▶ **Exercise**
Write out again, exactly, the lines below starting at the one with "Task: indicate the curved stem" and ending at the one with "Task: indicate the person in background".

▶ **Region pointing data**
______________________________
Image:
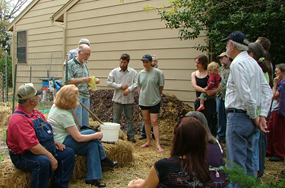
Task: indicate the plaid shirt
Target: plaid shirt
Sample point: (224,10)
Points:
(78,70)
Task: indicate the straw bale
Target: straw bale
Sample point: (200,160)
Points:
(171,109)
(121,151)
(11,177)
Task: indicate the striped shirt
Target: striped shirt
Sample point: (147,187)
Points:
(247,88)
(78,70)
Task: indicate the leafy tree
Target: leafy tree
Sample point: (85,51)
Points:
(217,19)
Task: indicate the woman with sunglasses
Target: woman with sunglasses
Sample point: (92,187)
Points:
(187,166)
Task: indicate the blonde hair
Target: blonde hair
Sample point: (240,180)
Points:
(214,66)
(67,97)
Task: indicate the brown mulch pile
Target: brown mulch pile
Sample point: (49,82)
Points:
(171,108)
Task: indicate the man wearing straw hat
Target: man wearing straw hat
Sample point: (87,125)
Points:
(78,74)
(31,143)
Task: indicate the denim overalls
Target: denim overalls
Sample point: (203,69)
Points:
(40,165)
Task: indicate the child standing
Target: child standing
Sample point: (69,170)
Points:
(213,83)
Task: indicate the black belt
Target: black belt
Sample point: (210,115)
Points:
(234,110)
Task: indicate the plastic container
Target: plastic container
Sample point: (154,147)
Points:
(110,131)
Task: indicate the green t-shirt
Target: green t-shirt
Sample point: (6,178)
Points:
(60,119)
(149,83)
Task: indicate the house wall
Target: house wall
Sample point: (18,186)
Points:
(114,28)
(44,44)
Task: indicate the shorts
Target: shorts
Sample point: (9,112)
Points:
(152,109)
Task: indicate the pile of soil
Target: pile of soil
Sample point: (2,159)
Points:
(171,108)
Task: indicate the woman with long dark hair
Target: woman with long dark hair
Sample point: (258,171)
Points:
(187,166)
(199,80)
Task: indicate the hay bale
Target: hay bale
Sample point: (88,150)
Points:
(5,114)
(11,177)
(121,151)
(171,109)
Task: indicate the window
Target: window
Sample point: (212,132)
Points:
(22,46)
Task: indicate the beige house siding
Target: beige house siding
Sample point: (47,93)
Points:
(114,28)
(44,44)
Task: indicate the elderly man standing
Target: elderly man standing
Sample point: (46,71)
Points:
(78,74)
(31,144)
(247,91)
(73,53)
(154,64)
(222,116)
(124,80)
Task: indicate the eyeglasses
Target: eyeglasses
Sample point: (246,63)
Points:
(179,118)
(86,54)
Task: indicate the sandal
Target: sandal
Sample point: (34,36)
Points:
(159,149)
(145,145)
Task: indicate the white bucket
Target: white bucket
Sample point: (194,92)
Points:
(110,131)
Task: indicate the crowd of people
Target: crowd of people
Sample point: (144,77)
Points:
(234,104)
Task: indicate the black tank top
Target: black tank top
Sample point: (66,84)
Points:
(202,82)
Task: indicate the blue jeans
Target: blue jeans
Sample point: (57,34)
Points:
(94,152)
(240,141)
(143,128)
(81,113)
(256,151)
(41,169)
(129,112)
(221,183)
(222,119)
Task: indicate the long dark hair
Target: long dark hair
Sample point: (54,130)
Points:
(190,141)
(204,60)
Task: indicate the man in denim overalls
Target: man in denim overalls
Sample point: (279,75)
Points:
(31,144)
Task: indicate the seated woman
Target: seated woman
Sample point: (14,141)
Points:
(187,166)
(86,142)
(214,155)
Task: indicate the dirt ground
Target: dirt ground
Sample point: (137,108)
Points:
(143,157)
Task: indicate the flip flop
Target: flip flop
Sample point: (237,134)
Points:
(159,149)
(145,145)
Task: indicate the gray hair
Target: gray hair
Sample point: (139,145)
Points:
______________________________
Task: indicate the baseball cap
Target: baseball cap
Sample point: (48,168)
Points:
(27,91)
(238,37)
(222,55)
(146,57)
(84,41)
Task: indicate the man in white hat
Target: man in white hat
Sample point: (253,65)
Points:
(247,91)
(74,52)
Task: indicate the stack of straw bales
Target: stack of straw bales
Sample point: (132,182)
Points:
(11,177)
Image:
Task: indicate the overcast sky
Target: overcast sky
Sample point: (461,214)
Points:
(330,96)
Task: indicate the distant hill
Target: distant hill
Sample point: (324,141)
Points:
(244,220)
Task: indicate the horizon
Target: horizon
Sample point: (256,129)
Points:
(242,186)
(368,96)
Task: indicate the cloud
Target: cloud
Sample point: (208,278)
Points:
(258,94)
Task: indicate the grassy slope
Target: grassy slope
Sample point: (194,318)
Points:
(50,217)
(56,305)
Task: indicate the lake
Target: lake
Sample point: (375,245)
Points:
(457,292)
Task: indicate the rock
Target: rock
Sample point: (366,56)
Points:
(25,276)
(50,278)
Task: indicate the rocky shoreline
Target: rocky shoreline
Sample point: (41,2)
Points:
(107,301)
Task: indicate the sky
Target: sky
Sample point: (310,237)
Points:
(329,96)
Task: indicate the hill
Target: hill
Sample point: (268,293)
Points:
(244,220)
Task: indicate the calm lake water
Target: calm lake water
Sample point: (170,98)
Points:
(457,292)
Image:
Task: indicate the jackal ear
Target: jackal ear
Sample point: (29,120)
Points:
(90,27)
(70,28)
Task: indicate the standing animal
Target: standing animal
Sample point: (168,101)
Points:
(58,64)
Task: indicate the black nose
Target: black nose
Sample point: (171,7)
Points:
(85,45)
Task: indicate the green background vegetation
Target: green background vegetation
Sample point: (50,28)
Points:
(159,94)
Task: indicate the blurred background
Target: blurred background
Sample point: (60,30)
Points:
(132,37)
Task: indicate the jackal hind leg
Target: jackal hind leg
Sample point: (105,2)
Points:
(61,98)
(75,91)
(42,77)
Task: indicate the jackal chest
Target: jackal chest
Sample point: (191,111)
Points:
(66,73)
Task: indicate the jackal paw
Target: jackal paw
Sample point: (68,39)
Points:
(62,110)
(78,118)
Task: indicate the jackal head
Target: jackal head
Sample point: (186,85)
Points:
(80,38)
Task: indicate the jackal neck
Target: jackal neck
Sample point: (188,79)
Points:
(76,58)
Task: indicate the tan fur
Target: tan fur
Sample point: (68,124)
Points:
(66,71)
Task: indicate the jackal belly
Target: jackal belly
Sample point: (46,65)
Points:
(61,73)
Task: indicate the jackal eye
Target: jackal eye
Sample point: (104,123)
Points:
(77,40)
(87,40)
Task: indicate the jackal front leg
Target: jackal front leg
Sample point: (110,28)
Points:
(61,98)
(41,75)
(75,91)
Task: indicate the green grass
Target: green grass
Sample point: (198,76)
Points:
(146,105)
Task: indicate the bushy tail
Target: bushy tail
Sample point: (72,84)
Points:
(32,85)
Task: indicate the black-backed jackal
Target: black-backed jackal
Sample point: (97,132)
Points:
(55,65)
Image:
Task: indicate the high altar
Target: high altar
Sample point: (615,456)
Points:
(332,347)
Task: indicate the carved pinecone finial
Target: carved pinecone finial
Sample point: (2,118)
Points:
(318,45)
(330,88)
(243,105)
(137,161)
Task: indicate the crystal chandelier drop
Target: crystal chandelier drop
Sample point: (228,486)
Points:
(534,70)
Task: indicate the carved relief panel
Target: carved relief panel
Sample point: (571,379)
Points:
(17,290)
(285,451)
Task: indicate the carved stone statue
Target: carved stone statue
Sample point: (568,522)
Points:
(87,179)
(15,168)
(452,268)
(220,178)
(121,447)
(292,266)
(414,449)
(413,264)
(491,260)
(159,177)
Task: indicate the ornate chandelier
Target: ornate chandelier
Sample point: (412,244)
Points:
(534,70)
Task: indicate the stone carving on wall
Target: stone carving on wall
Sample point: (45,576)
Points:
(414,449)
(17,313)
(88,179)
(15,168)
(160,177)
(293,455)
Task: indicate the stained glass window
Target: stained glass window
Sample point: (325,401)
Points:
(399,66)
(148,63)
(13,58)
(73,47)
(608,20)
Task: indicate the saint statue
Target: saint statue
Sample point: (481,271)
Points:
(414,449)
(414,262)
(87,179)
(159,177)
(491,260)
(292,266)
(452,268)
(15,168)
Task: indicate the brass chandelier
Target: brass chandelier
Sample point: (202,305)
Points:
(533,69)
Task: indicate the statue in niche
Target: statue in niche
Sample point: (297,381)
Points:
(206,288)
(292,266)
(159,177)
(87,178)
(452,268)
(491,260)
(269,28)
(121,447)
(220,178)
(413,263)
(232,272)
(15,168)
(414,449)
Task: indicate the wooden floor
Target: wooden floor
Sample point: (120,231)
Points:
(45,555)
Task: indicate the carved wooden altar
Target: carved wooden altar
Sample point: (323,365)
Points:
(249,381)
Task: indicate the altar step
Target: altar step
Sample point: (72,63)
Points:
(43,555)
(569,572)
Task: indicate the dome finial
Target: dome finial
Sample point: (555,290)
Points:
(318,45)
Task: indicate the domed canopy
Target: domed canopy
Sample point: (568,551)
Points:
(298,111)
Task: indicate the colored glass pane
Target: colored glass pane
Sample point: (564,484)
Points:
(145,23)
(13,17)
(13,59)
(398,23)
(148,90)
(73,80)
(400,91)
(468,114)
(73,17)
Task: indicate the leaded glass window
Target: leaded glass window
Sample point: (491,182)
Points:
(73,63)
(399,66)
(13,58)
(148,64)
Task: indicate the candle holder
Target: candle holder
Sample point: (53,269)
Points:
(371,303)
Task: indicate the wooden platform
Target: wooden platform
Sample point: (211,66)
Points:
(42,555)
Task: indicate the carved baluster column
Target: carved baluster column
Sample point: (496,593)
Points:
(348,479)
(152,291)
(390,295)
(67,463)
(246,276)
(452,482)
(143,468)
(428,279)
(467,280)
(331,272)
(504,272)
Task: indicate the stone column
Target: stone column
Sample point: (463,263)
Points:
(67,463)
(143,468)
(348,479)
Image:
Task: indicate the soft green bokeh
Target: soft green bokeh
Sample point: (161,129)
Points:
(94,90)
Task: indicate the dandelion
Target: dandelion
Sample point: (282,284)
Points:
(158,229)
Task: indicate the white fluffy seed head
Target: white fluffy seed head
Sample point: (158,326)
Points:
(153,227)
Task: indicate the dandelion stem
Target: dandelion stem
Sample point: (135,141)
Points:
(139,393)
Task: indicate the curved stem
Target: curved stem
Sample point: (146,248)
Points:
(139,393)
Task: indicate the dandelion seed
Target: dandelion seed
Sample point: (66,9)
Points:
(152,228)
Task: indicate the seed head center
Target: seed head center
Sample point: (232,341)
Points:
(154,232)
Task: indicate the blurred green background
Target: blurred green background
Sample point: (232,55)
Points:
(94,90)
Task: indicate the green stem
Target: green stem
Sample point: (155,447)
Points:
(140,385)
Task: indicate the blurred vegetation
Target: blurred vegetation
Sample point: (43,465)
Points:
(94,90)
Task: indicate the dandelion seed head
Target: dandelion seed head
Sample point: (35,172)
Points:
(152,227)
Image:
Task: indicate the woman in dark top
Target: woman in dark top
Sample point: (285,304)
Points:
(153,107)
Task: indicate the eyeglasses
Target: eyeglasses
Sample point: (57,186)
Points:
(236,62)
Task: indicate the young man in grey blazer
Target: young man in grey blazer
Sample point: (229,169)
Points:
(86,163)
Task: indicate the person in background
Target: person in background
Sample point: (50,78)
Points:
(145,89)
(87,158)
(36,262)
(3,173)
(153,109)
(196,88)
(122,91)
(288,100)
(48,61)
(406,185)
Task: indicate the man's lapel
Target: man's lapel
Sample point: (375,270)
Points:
______________________________
▶ **Solution to the problem**
Task: indicate the curved stem
Target: curved stem
Sample point: (146,248)
Points:
(139,393)
Task: indicate the dandelion seed
Target: dandelion seed
Sample point: (66,9)
Points:
(152,228)
Task: indicate the seed head center
Target: seed head center
Sample point: (232,341)
Points:
(154,232)
Task: indicate the blurred green background
Target: blurred green background
Sample point: (232,55)
Points:
(94,90)
Task: indicate the green stem
Target: green stem
Sample point: (155,447)
Points:
(140,385)
Task: indicate the blurred vegetation
Target: blurred vegetation
Sample point: (43,465)
Points:
(94,90)
Task: indicate the dandelion seed head
Target: dandelion seed head
Sample point: (35,172)
Points:
(152,227)
Image:
Task: indicate the woman in dark top
Target: woman in dark top
Sample point: (285,304)
Points:
(153,107)
Task: indicate the eyeglasses
Target: eyeglasses
Sample point: (57,186)
Points:
(236,62)
Task: indicate the young man in grey blazer
Target: young man in grey blazer
Sample point: (229,169)
Points:
(86,163)
Task: indicate the person in background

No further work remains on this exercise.